WORK TO BE COMPLETED: Convert only the lines below that begin with the line containing "Could you put a marker on each instance of the dense" and end with the line containing "point(157, 116)", both included, into a numbered list with blank lines omitted.

** start SUPPLIED ENTRIES **

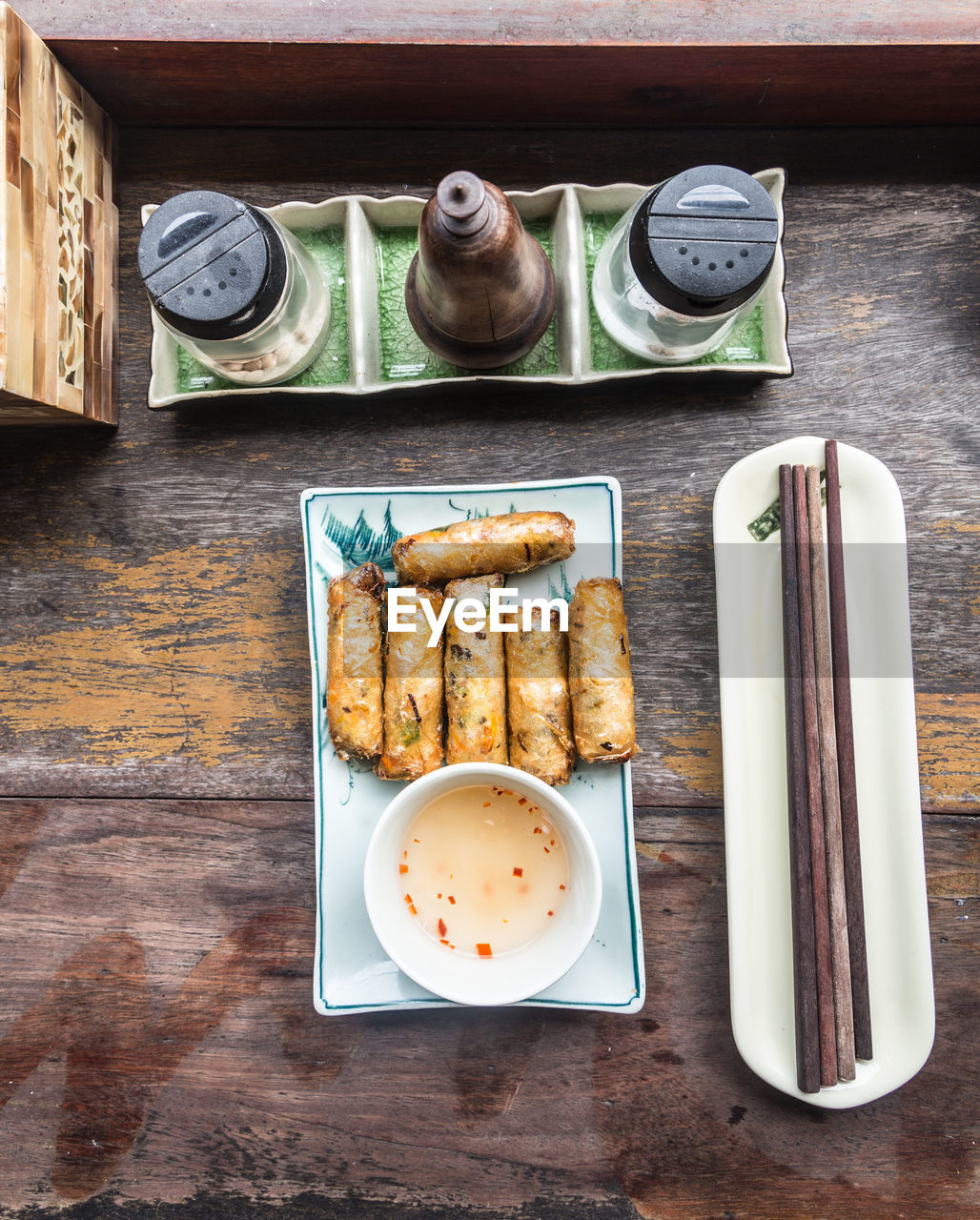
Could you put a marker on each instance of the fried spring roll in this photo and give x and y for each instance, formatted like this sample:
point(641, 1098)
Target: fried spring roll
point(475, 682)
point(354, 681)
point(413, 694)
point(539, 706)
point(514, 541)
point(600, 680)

** end SUPPLIED ENTRIES **
** start SUPPLIED ENTRIES **

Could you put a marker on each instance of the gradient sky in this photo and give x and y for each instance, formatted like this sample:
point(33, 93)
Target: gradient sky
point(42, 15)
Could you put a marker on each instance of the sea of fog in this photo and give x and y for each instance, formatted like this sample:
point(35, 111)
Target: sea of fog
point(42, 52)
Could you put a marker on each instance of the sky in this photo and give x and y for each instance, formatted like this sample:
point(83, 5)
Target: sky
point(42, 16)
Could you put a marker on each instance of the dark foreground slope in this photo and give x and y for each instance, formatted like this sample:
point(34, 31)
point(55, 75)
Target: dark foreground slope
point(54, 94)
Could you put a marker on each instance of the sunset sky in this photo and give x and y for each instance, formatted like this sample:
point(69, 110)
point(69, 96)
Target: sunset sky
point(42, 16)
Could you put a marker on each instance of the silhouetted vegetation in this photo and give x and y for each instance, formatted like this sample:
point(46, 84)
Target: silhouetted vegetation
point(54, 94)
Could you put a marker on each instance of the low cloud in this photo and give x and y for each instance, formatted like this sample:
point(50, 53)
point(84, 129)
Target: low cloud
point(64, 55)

** end SUPPLIED ENTRIES **
** start SUPPLIED ENTRIES **

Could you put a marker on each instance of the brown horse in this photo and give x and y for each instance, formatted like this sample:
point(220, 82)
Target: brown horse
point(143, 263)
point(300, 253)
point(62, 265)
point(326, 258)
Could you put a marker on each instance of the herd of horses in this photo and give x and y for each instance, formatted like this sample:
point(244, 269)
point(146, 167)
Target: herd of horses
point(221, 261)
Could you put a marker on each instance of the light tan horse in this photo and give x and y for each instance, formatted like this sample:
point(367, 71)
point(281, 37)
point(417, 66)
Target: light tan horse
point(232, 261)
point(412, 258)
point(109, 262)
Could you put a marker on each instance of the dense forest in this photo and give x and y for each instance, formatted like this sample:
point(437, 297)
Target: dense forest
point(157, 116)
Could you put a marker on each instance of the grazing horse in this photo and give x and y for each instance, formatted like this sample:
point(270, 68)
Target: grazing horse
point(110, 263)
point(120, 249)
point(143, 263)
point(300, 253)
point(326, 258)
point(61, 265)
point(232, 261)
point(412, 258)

** end SUPPLIED ENTRIES **

WORKED SOLUTION:
1. Could you put a marker on each instance of the dense forest in this photo and give x and y for each instance, formatted like this sample:
2. point(437, 297)
3. Target: dense forest
4. point(157, 116)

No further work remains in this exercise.